---------- Provided data

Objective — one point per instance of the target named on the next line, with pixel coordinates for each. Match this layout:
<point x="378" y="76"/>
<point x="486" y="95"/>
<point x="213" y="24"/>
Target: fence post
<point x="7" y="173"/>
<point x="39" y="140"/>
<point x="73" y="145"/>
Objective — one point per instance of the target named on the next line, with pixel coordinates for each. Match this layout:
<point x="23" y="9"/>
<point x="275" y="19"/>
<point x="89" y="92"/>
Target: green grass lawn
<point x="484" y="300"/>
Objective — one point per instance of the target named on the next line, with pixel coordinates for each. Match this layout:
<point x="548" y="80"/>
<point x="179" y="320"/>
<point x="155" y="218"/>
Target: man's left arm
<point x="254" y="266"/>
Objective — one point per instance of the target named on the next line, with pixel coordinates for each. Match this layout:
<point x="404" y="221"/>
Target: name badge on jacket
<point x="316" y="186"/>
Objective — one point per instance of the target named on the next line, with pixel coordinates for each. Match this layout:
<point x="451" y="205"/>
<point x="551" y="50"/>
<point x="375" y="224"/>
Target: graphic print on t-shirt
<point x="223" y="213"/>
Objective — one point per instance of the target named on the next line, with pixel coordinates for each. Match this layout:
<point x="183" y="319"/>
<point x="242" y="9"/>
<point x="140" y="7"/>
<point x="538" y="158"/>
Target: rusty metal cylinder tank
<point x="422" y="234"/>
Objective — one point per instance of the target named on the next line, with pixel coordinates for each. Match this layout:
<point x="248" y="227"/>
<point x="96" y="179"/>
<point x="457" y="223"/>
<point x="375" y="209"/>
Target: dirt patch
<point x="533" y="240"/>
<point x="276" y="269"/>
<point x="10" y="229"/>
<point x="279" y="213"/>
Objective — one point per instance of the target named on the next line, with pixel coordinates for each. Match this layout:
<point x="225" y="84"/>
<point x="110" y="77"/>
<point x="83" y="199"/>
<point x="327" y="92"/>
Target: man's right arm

--------------------

- _Problem description_: Once more, write out all the data exactly.

- _The answer_:
Objective — one point per instance of the target named on the next line, with pixel coordinates for each. Match this layout:
<point x="378" y="76"/>
<point x="486" y="95"/>
<point x="213" y="24"/>
Target: fence post
<point x="7" y="173"/>
<point x="39" y="140"/>
<point x="73" y="145"/>
Objective — one point per instance of the target named on the next line, with pixel coordinates for each. Match this layout:
<point x="23" y="9"/>
<point x="275" y="19"/>
<point x="89" y="92"/>
Target: green grass lawn
<point x="484" y="300"/>
Objective — one point per instance of the target named on the next line, with pixel coordinates for each. Match this layout:
<point x="548" y="80"/>
<point x="179" y="320"/>
<point x="155" y="218"/>
Target: man's left arm
<point x="254" y="266"/>
Objective — one point per instance of the target named on the next line, with pixel coordinates for each. Match this layout:
<point x="404" y="221"/>
Target: name badge on jacket
<point x="316" y="186"/>
Objective — one point per instance of the target named on the next line, with pixel coordinates for each. Match this layout:
<point x="451" y="205"/>
<point x="551" y="50"/>
<point x="375" y="224"/>
Target: graphic print on t-shirt
<point x="223" y="213"/>
Objective — one point per instance of the target named on the next line, with pixel coordinates for each. Match this layout:
<point x="183" y="319"/>
<point x="242" y="9"/>
<point x="140" y="7"/>
<point x="538" y="158"/>
Target: rusty metal cylinder tank
<point x="422" y="234"/>
Objective — one point per instance of the target named on the next line, with pixel coordinates for each. Match this layout:
<point x="248" y="227"/>
<point x="96" y="179"/>
<point x="457" y="223"/>
<point x="375" y="209"/>
Target: dirt patch
<point x="533" y="240"/>
<point x="276" y="269"/>
<point x="10" y="229"/>
<point x="279" y="213"/>
Objective — one point per instance of the target named on the next line, with pixel coordinates for each. Match this layout:
<point x="225" y="84"/>
<point x="110" y="77"/>
<point x="83" y="199"/>
<point x="327" y="92"/>
Target: man's right arm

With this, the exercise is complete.